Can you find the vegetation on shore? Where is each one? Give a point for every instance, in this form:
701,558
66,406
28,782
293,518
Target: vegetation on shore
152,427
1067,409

————

• TASK STATEMENT: Copy out all the records exactly.

• SOLUTION TO THIS TASK:
Can you find the vegetation on shore? Where is each one? Give a point for every instance, in this form:
701,558
66,406
28,782
293,518
Target: vegetation on shore
152,427
1067,409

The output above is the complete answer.